**Directions for this task:** Write out every entry precisely as given, leaving the pictures out.

**Object outline annotations:**

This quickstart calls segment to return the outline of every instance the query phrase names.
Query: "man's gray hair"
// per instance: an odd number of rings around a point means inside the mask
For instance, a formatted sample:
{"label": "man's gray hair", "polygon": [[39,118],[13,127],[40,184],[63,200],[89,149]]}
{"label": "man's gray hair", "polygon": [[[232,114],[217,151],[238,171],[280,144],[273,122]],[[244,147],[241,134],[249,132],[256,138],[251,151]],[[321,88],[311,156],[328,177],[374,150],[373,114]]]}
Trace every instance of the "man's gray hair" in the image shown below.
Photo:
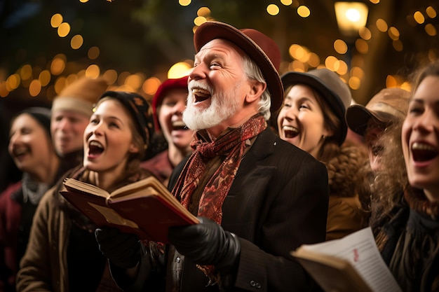
{"label": "man's gray hair", "polygon": [[[243,56],[243,64],[244,67],[244,72],[245,72],[245,74],[249,79],[256,80],[257,81],[262,82],[266,84],[259,67],[246,55]],[[261,100],[259,102],[259,112],[264,116],[265,120],[269,120],[270,116],[271,116],[271,113],[270,111],[271,99],[270,97],[270,92],[268,90],[268,87],[264,91],[262,95],[261,95]]]}

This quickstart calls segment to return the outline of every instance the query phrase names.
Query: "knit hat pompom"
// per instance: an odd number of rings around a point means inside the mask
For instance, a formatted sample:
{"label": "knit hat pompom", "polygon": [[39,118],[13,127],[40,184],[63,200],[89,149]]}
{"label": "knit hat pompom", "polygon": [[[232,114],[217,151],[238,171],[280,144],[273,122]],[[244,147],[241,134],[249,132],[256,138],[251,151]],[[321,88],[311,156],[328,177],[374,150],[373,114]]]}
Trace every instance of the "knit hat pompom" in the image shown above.
{"label": "knit hat pompom", "polygon": [[93,113],[93,105],[107,88],[108,83],[103,77],[81,78],[66,86],[55,97],[52,113],[73,111],[89,117]]}

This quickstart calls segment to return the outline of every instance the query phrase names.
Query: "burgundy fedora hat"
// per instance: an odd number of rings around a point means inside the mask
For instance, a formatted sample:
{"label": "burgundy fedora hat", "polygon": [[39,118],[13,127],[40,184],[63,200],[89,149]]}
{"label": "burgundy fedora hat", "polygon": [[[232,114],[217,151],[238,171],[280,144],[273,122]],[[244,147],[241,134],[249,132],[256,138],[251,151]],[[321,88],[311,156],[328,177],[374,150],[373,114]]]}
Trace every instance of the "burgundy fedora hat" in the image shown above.
{"label": "burgundy fedora hat", "polygon": [[253,29],[238,29],[227,23],[208,21],[195,31],[195,50],[198,53],[203,46],[215,39],[236,45],[259,66],[271,96],[271,111],[277,111],[283,100],[283,86],[278,74],[281,50],[276,42]]}

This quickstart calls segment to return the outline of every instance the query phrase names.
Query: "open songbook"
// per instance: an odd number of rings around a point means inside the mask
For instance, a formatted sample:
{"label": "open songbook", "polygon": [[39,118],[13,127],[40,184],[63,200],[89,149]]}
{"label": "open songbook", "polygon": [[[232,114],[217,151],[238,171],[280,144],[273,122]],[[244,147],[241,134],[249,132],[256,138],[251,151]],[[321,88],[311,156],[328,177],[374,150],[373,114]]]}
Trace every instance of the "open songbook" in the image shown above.
{"label": "open songbook", "polygon": [[198,223],[154,176],[109,193],[74,179],[64,181],[60,193],[97,226],[118,228],[142,239],[168,243],[171,226]]}
{"label": "open songbook", "polygon": [[326,292],[401,292],[383,260],[370,228],[292,251]]}

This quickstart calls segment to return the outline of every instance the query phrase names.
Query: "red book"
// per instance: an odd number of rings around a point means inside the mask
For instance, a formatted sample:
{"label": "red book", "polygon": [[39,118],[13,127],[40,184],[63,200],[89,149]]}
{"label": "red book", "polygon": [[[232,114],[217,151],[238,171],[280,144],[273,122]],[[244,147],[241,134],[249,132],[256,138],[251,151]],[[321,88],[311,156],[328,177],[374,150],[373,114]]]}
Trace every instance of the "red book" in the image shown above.
{"label": "red book", "polygon": [[90,183],[65,179],[60,191],[97,226],[116,227],[141,239],[168,243],[171,226],[198,223],[154,176],[110,193]]}

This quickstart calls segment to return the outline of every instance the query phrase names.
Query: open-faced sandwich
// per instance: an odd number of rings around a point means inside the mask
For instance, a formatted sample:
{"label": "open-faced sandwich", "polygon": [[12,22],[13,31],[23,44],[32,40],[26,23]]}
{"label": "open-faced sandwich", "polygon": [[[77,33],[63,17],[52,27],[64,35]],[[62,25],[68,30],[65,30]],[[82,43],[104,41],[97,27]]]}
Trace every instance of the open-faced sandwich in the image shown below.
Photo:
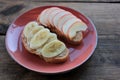
{"label": "open-faced sandwich", "polygon": [[82,41],[82,32],[87,30],[87,25],[82,20],[58,7],[43,10],[37,21],[57,33],[58,37],[64,37],[69,43],[75,45]]}
{"label": "open-faced sandwich", "polygon": [[46,62],[61,63],[67,60],[69,50],[59,39],[76,45],[82,41],[86,30],[87,25],[69,11],[51,7],[40,13],[37,22],[26,24],[22,42],[30,53],[40,56]]}
{"label": "open-faced sandwich", "polygon": [[37,22],[29,22],[22,32],[24,47],[33,54],[49,63],[65,62],[69,50],[66,45],[57,39],[55,33],[38,25]]}

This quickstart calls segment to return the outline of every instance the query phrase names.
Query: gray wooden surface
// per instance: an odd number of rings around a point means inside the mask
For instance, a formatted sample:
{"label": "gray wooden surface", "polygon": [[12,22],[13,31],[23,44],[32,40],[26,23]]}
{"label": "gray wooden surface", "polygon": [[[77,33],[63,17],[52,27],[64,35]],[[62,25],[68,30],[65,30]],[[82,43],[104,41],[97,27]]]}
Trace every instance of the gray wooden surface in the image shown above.
{"label": "gray wooden surface", "polygon": [[[52,1],[0,0],[0,80],[120,80],[120,4]],[[9,56],[5,48],[5,33],[9,24],[23,12],[45,5],[78,10],[94,22],[98,31],[98,45],[92,57],[64,74],[43,75],[25,69]]]}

**Exercise output:**
This quickstart calls segment to return the outline of every instance the query phrase names.
Query: "man's gray hair"
// per instance: an odd number of rings around a point means inside the mask
For instance, a formatted sample:
{"label": "man's gray hair", "polygon": [[39,118],[13,127],[40,184],[63,200],[89,149]]}
{"label": "man's gray hair", "polygon": [[[232,114],[217,151],[238,171],[280,144],[273,122]],[[244,147],[241,134],[249,132],[256,138],[251,151]],[[321,88],[311,156],[328,177],[374,150],[373,114]]]}
Trace every instance of the "man's gray hair" in the image shown below.
Photo:
{"label": "man's gray hair", "polygon": [[[243,56],[243,64],[244,67],[244,72],[245,72],[245,74],[249,79],[256,80],[257,81],[262,82],[266,84],[259,67],[246,55]],[[261,100],[259,102],[259,112],[264,116],[265,120],[269,120],[270,116],[271,116],[271,113],[270,111],[271,99],[270,97],[270,92],[268,90],[268,87],[264,91],[262,95],[261,95]]]}

This quickstart calls segment to return the outline of every instance the query phrase names.
Query: "knit hat pompom"
// per instance: an odd number of rings around a point means inside the mask
For instance, a formatted sample:
{"label": "knit hat pompom", "polygon": [[39,118],[13,127],[40,184],[63,200],[89,149]]}
{"label": "knit hat pompom", "polygon": [[[232,114],[217,151],[238,171],[280,144],[273,122]],[[244,147],[241,134],[249,132],[256,138],[251,151]],[[321,88],[311,156],[328,177],[374,150],[373,114]]]}
Trace every instance of the "knit hat pompom" in the image shown above.
{"label": "knit hat pompom", "polygon": [[93,113],[93,105],[107,88],[108,83],[103,77],[81,78],[66,86],[55,97],[52,113],[73,111],[89,117]]}

This quickstart calls segment to return the outline of every instance the query phrase names.
Query: "burgundy fedora hat"
// per instance: an odd number of rings around a point means inside the mask
For instance, a formatted sample:
{"label": "burgundy fedora hat", "polygon": [[39,118],[13,127],[40,184],[63,200],[89,149]]}
{"label": "burgundy fedora hat", "polygon": [[[232,114],[217,151],[238,171],[280,144],[273,122]],[[244,147],[241,134],[249,132],[256,138],[251,151]],[[321,88],[311,156],[328,177],[374,150],[373,114]]]}
Trace every instance of the "burgundy fedora hat" in the image shown above.
{"label": "burgundy fedora hat", "polygon": [[253,29],[238,29],[227,23],[208,21],[195,31],[195,50],[198,53],[203,46],[215,39],[236,45],[259,66],[271,96],[271,111],[277,111],[283,100],[283,86],[278,74],[281,50],[276,42]]}

This quickstart calls segment to return the outline of every instance the query phrase names.
Query: "open songbook"
// per instance: an odd number of rings around a point means inside the mask
For instance, a formatted sample:
{"label": "open songbook", "polygon": [[39,118],[13,127],[40,184],[63,200],[89,149]]}
{"label": "open songbook", "polygon": [[[232,114],[217,151],[238,171],[280,144],[273,122]],[[244,147],[241,134],[249,132],[256,138],[251,151]],[[321,88],[311,156],[328,177],[374,150],[373,114]]]}
Trace every instance of the "open songbook" in the image shown above.
{"label": "open songbook", "polygon": [[198,223],[154,176],[109,193],[74,179],[64,181],[60,193],[97,226],[118,228],[142,239],[168,243],[171,226]]}
{"label": "open songbook", "polygon": [[326,292],[401,292],[383,260],[370,228],[292,251]]}

This quickstart calls segment to return the outline of every instance the query phrase names.
Query: "red book"
// per instance: an odd number of rings around a point means inside the mask
For instance, a formatted sample:
{"label": "red book", "polygon": [[39,118],[13,127],[40,184],[63,200],[89,149]]}
{"label": "red book", "polygon": [[[232,114],[217,151],[238,171],[280,144],[273,122]],[[244,147],[241,134],[249,132],[256,138],[251,151]],[[321,88],[311,156],[328,177],[374,150],[373,114]]]}
Trace every instance of the "red book" in the image shown above.
{"label": "red book", "polygon": [[90,183],[65,179],[60,191],[97,226],[116,227],[141,239],[168,243],[171,226],[198,223],[154,176],[110,193]]}

This quickstart calls segment to return the outline of every instance the query phrase names.
Query: open-faced sandwich
// per instance: an odd number of rings around a point means inside the mask
For instance, a formatted sample:
{"label": "open-faced sandwich", "polygon": [[12,22],[13,31],[23,44],[32,40],[26,23]]}
{"label": "open-faced sandwich", "polygon": [[[77,33],[63,17],[52,27],[64,35]],[[62,25],[68,30],[65,30]],[[82,43],[104,41],[97,27]]]}
Trace every instance of the open-faced sandwich in the image shown below.
Photo:
{"label": "open-faced sandwich", "polygon": [[82,41],[82,32],[87,30],[87,25],[82,20],[58,7],[43,10],[37,21],[57,33],[58,37],[64,37],[69,43],[75,45]]}
{"label": "open-faced sandwich", "polygon": [[46,62],[61,63],[67,60],[69,50],[59,39],[76,45],[82,41],[86,30],[87,25],[69,11],[51,7],[40,13],[37,22],[26,24],[22,42],[30,53],[40,56]]}
{"label": "open-faced sandwich", "polygon": [[37,22],[29,22],[22,32],[24,47],[33,54],[49,63],[65,62],[69,50],[66,45],[57,39],[55,33],[38,25]]}

This quickstart calls segment to return the outline of every instance the query phrase names.
Query: gray wooden surface
// per instance: an odd number of rings around a point means inside the mask
For instance, a formatted sample:
{"label": "gray wooden surface", "polygon": [[12,22],[13,31],[23,44],[32,40],[26,23]]}
{"label": "gray wooden surface", "polygon": [[[77,33],[63,17],[52,27],[64,35]],[[62,25],[68,30],[65,30]],[[82,43],[104,41],[97,27]]]}
Trace every instance of the gray wooden surface in the image shown above.
{"label": "gray wooden surface", "polygon": [[[52,1],[0,0],[0,80],[120,80],[120,4]],[[9,56],[5,48],[5,33],[9,24],[23,12],[45,5],[78,10],[94,22],[98,31],[98,45],[92,57],[64,74],[43,75],[25,69]]]}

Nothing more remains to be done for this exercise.